=== INPUT ===
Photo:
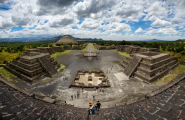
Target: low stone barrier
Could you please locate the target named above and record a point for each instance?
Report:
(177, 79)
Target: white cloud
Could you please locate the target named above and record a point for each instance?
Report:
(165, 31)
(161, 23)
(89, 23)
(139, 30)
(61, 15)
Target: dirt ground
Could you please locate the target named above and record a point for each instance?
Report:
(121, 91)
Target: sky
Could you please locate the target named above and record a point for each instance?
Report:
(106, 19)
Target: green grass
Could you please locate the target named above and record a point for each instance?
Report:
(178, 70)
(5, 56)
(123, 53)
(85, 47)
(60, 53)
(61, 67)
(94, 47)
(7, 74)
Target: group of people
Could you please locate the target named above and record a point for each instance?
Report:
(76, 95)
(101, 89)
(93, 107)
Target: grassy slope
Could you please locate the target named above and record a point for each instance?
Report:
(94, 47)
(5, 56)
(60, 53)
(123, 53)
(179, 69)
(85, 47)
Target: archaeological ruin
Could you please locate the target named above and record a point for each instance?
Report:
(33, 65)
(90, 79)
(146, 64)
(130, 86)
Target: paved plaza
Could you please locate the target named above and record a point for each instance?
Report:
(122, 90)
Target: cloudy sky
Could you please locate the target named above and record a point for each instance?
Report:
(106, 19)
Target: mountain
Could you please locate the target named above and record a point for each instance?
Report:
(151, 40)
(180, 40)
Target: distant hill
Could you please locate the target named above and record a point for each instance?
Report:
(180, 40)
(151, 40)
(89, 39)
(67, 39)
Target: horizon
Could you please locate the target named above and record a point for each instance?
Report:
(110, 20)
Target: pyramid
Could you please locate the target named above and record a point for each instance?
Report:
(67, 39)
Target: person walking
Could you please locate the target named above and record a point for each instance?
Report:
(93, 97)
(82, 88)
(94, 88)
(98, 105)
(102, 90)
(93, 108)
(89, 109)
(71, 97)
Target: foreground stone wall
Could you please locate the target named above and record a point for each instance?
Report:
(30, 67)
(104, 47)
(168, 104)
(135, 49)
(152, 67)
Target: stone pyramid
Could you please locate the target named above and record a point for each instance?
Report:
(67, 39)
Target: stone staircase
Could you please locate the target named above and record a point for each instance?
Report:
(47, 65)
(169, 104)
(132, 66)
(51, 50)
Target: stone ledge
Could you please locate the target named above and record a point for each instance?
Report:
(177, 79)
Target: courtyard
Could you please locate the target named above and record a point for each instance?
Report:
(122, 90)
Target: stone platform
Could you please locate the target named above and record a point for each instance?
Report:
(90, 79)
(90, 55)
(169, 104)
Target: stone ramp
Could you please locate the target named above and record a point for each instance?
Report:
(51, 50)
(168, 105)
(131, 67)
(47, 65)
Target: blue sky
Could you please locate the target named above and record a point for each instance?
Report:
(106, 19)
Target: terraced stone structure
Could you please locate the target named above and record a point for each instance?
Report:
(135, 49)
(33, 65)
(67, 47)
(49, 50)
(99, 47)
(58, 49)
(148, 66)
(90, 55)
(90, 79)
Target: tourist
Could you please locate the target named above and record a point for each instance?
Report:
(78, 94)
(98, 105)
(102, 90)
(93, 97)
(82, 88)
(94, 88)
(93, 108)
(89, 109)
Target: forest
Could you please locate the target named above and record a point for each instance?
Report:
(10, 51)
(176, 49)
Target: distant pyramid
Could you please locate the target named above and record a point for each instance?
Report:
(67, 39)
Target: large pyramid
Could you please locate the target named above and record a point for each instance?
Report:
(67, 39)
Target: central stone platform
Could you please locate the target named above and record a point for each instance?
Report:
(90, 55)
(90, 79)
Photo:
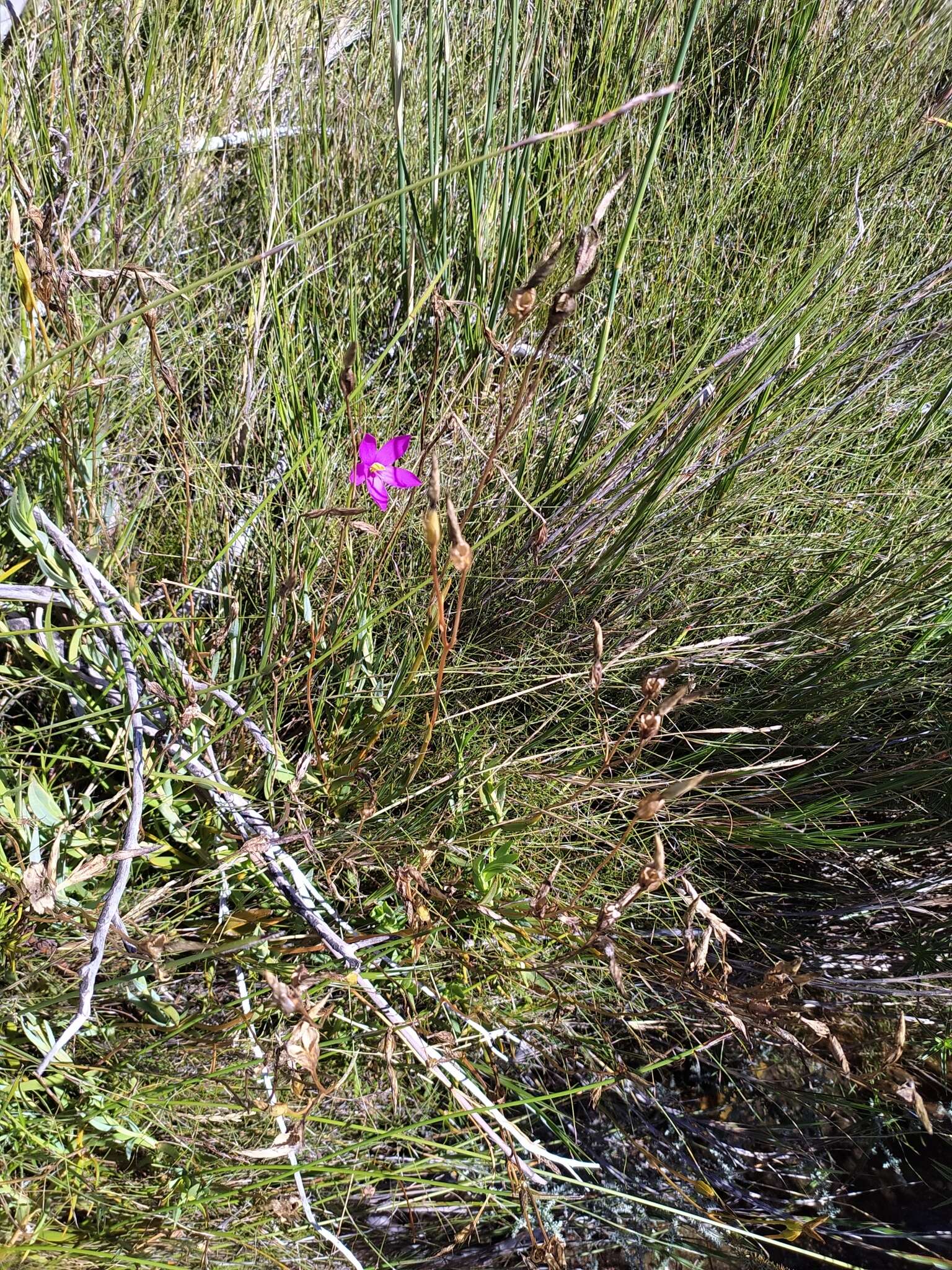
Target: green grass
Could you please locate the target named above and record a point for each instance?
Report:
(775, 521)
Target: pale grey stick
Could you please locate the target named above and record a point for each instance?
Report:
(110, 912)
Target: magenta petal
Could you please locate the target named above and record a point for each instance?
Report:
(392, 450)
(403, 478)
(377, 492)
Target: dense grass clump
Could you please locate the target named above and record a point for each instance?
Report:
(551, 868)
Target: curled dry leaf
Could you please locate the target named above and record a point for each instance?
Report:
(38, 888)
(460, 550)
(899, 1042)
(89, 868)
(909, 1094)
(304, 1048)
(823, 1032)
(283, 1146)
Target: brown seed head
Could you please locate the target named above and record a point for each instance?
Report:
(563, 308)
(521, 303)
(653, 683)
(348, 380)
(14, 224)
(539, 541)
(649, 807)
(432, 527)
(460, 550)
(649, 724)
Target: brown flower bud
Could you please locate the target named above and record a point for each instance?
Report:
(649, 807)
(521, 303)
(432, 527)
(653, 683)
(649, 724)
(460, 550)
===
=== INPUT ===
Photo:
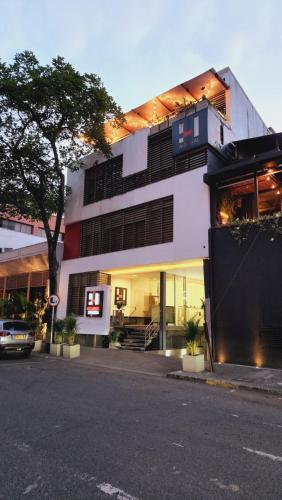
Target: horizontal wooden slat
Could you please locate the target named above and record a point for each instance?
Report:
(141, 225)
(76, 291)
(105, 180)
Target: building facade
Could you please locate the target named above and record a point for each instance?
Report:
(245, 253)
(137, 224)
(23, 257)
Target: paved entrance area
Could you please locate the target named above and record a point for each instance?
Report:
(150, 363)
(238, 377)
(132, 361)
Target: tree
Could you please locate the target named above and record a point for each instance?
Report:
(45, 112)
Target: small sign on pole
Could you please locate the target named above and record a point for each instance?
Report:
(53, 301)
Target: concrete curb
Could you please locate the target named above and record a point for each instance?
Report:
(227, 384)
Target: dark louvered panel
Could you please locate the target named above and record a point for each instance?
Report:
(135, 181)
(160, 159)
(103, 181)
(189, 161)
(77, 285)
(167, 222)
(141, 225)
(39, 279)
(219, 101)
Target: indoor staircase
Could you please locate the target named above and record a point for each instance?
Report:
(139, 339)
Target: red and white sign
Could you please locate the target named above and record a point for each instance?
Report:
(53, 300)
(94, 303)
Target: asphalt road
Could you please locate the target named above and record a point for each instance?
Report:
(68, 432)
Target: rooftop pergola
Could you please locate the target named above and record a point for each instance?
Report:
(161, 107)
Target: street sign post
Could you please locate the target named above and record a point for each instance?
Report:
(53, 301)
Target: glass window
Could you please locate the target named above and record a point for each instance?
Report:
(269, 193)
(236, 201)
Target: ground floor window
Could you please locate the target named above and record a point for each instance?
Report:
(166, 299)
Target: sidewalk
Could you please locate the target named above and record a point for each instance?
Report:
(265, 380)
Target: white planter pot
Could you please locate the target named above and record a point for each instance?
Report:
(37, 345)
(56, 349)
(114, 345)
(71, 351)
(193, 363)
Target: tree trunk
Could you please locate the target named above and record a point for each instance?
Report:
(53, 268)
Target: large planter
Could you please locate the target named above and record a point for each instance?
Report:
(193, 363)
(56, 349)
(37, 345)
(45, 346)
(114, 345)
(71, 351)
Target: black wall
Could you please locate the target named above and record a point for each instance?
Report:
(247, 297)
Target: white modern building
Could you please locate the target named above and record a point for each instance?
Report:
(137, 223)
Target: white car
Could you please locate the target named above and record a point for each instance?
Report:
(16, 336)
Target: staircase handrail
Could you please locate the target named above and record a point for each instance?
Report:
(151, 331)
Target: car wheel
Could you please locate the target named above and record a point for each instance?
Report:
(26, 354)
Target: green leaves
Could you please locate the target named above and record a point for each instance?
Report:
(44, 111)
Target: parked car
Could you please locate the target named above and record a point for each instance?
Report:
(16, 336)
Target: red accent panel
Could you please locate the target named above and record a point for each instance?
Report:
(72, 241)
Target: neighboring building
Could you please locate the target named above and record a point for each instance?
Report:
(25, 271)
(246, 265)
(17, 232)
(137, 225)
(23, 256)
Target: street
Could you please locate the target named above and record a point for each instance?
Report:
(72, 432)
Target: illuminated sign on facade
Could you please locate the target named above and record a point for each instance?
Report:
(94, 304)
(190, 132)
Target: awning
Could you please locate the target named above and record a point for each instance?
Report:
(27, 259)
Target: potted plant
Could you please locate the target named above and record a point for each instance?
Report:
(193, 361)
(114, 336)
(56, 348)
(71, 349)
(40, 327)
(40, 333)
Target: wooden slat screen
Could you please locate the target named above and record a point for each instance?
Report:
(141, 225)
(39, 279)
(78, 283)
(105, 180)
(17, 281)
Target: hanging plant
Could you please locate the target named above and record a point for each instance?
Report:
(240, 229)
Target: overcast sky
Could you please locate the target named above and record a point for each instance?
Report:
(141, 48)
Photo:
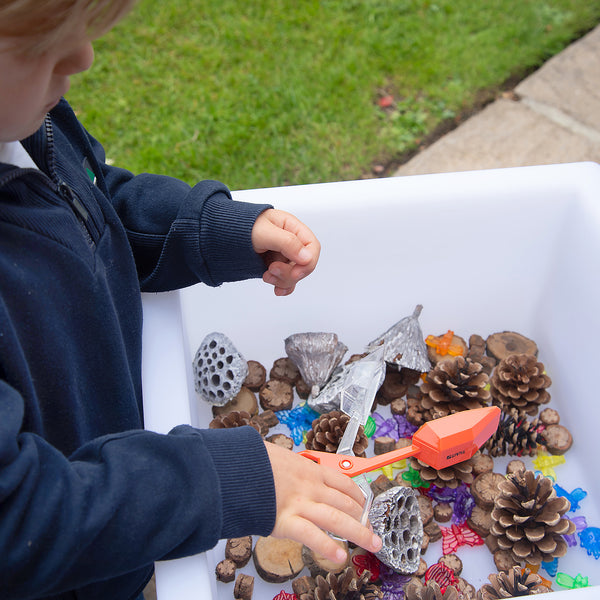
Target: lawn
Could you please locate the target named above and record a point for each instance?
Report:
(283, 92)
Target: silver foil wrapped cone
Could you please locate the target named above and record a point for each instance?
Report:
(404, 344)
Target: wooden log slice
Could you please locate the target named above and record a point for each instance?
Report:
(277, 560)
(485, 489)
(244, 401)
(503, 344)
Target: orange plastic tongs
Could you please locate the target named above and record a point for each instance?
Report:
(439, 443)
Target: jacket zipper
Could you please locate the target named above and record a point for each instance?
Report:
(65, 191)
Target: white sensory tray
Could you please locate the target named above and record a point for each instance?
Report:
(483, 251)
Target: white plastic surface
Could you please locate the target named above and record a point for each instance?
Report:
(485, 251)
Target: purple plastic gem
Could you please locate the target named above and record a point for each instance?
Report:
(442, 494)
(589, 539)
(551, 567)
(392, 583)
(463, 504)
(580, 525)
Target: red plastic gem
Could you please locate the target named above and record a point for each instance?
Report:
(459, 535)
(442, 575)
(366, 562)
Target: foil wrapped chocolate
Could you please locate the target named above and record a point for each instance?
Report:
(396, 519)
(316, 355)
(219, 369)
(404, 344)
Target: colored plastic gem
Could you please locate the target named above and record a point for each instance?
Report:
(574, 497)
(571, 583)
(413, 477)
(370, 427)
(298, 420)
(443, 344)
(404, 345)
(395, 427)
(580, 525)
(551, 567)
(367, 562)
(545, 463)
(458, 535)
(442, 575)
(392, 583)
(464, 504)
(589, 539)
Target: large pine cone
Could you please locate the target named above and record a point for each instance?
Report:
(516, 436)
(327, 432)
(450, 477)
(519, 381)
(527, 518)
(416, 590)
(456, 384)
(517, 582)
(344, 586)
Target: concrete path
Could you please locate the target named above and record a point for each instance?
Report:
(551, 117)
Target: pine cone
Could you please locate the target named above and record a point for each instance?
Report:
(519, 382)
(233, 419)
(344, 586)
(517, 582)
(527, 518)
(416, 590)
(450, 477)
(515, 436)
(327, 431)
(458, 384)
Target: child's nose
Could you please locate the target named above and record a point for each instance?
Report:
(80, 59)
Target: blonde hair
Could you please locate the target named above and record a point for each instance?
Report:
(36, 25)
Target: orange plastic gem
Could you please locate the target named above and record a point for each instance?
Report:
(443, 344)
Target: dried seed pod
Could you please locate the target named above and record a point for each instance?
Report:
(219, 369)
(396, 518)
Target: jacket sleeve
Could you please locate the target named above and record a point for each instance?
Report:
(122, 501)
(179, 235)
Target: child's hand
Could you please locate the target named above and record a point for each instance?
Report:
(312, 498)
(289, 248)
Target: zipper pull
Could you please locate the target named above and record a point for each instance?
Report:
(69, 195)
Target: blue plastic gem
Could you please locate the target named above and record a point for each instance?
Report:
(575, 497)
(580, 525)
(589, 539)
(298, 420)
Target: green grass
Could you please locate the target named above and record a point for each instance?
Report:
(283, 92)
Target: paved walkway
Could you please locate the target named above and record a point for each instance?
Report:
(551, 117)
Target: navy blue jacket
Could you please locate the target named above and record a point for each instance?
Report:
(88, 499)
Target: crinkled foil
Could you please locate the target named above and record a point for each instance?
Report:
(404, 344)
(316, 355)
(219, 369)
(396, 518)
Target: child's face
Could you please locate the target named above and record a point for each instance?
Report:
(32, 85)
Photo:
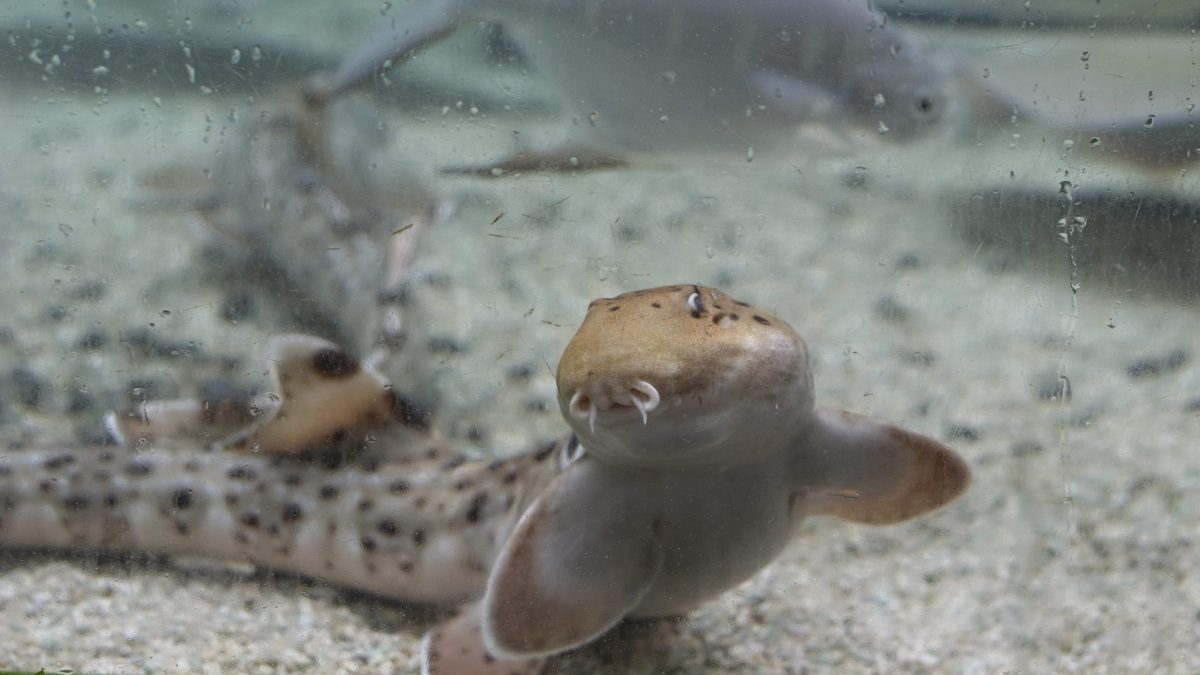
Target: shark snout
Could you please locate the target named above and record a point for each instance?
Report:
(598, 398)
===
=== INPUT ===
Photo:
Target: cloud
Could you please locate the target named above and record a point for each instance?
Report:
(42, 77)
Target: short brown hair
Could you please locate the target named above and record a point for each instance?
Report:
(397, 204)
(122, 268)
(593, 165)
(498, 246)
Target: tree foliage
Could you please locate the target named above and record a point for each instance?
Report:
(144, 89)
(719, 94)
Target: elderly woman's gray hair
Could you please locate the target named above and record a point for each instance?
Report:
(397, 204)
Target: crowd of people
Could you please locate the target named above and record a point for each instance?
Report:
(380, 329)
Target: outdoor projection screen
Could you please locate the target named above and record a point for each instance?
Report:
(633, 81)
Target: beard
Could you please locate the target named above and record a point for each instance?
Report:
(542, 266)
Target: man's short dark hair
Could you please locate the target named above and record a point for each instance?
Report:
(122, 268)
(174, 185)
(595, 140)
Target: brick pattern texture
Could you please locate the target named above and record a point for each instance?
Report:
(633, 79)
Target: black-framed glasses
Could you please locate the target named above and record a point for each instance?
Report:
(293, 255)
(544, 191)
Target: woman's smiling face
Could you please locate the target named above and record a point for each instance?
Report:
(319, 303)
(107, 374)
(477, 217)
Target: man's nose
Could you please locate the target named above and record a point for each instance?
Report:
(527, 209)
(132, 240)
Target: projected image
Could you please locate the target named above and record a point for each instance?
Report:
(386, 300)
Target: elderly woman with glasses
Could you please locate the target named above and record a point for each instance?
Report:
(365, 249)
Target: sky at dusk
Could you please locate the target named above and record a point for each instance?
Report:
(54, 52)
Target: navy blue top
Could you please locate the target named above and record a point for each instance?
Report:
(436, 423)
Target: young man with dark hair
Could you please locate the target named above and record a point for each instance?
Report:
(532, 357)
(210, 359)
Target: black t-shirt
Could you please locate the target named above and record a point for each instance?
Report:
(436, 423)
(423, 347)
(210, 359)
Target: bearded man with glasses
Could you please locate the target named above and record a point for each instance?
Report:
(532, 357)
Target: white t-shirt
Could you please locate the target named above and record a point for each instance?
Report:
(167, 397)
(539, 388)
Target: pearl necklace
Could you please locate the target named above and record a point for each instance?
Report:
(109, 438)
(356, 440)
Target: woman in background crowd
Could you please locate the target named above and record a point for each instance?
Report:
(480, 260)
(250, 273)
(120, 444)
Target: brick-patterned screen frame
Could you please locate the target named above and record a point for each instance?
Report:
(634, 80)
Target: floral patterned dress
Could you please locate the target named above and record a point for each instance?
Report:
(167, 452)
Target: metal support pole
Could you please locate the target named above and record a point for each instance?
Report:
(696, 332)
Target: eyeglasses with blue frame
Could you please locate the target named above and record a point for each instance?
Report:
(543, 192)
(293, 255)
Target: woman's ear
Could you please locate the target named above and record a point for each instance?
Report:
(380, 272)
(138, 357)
===
--- WORK TASK ---
Pull out all lines from the entries above that include the word "window".

--- ANSWER TO THIS EXERCISE ---
Target: glass window
Target: ground floor window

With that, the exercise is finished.